[[ SUPPLIED PASSAGE open ]]
1408 - Oncomovies: cancer in cinema

Date 28 September 2012
Event ESMO Congress 2012
Session Publication Only
Topics Bioethics, Legal, and Economic Issues
Patient Education and Advocacy
Presenter Giovanni Rosti
Authors G. Rosti1, A. Costantini2, M. Di Maio3, E. Bria4, D. Lorusso5, L. De Fiore6
  • 1Oncology, Ospedale Regionale Ca' Foncello, 31100 - Treviso/IT
  • 2Psychology, Psychology, Rome/IT
  • 3Clinical Trials Unit, Istituto Nazionale Tumori di Napoli, IT-80131 - Napoli/IT
  • 4Oncology, Univesrity, Verona/IT
  • 5Medical Oncology, Medical Oncology, Milan/IT
  • 6Phylosophy University Ll Sapienza, Phylosophy, Rome/IT



To describe how movies portray cancer, and the experience of illness, through an analysis of movies throughout more than 70 years of cinema.
[[ SUPPLIED PASSAGE closed ]]
[[ DATA LISTING open ]]
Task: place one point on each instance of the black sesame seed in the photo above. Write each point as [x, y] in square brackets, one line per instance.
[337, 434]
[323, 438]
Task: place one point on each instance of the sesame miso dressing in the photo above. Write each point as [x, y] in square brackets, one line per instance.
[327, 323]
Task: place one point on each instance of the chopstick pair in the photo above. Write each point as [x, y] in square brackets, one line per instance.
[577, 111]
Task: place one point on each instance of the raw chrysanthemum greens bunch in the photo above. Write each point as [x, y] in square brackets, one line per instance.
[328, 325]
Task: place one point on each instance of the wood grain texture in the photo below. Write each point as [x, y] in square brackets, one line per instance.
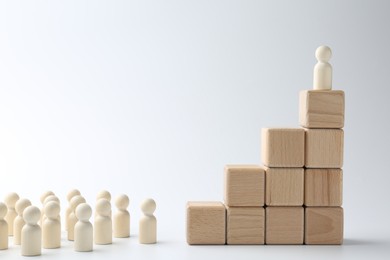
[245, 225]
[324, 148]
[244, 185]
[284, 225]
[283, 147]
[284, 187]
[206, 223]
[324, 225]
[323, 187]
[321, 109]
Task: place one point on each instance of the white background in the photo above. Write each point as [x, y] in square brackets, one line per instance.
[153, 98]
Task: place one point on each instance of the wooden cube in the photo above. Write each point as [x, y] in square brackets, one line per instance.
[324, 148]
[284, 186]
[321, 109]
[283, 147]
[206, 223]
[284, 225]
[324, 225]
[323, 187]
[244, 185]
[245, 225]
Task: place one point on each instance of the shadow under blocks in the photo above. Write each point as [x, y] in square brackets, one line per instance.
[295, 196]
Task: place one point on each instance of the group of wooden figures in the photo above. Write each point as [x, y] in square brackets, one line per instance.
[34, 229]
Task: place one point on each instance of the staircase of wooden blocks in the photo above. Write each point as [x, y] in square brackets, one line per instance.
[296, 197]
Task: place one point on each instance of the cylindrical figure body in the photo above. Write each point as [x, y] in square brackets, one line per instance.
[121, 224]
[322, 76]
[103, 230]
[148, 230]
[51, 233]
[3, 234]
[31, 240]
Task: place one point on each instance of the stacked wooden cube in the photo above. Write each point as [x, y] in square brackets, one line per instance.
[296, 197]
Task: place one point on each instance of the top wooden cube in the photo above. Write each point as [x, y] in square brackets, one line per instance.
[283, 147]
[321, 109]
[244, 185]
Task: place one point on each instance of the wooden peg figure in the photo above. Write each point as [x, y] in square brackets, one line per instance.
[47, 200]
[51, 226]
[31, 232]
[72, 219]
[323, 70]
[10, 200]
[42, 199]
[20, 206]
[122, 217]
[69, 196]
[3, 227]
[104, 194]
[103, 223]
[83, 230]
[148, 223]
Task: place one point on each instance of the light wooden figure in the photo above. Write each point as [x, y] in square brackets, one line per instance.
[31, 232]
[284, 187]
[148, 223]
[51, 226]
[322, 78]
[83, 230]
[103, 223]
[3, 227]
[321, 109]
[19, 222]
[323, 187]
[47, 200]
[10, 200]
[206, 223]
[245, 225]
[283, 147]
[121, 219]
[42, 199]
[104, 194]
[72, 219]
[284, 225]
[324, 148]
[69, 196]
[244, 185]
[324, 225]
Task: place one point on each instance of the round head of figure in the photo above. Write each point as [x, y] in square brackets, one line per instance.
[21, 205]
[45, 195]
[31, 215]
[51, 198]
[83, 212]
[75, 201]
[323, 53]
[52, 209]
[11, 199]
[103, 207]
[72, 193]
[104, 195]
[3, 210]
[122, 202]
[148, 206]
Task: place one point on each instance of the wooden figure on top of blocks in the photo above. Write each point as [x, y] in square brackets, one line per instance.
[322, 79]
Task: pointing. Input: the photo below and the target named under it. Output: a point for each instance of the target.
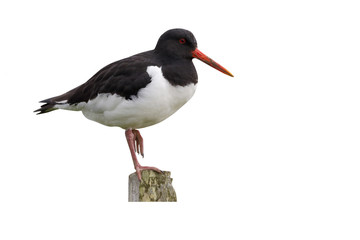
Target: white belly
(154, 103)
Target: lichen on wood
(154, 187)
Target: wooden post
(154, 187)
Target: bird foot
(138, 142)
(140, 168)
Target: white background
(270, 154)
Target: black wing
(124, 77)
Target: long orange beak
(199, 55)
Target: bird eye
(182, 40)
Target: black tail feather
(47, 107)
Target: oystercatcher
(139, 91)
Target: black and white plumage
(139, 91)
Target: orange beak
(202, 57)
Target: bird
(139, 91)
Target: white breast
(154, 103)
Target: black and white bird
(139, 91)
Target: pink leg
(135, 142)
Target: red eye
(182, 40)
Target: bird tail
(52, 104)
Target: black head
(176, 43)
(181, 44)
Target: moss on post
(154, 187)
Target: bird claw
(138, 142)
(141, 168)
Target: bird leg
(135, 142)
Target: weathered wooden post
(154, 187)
[[ DATA LISTING closed ]]
[[ DATA LISTING open ]]
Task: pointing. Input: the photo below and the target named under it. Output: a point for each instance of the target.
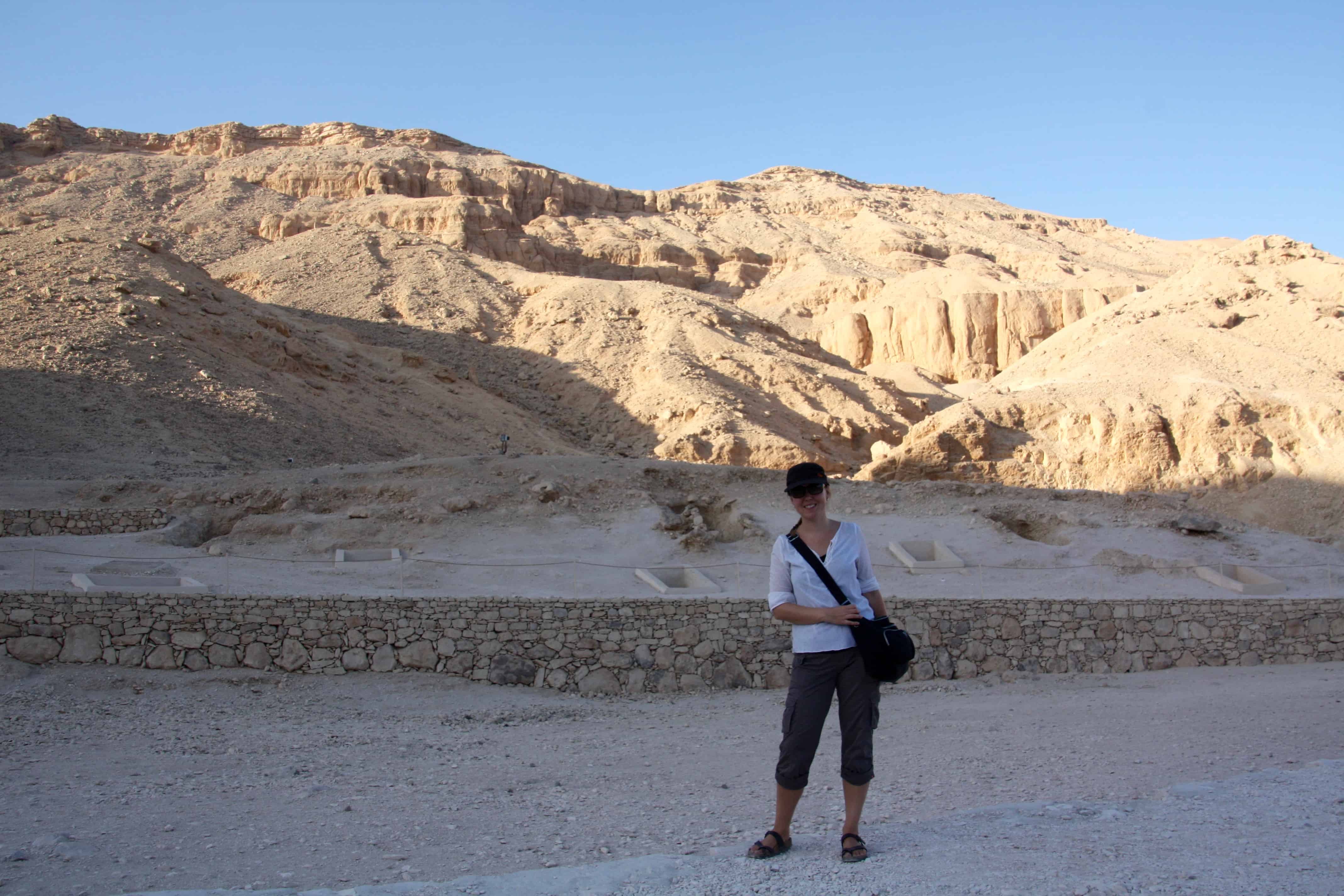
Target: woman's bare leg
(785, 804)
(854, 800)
[[ DATA LISTING closed ]]
** WHAT IS EXPECTED **
Decide whether each statement agrees with the Oncomovies abstract, answering yes or no and quoting the deciding words: (a) Giovanni Rosti is named as the presenter; (b) the analysis covers movies from fewer than 50 years of cinema; (c) the session is listed as Publication Only.

** RESULT BELOW **
(a) Yes: "Presenter Giovanni Rosti"
(b) No: "more than 70 years of cinema"
(c) Yes: "Session Publication Only"